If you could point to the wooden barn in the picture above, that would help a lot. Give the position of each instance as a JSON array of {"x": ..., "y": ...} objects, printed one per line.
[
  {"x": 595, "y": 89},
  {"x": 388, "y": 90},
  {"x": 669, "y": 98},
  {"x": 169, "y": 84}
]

----------------

■ WHAT YOU ARE ASKED TO DO:
Set down every record above exactly as written.

■ RESPONSE BELOW:
If you could point to the wooden barn in the picture above, that would help a lot. Give the position of each instance as a JSON array of {"x": ..., "y": ...} objects, printed one per line.
[
  {"x": 595, "y": 89},
  {"x": 388, "y": 90},
  {"x": 669, "y": 98},
  {"x": 169, "y": 84}
]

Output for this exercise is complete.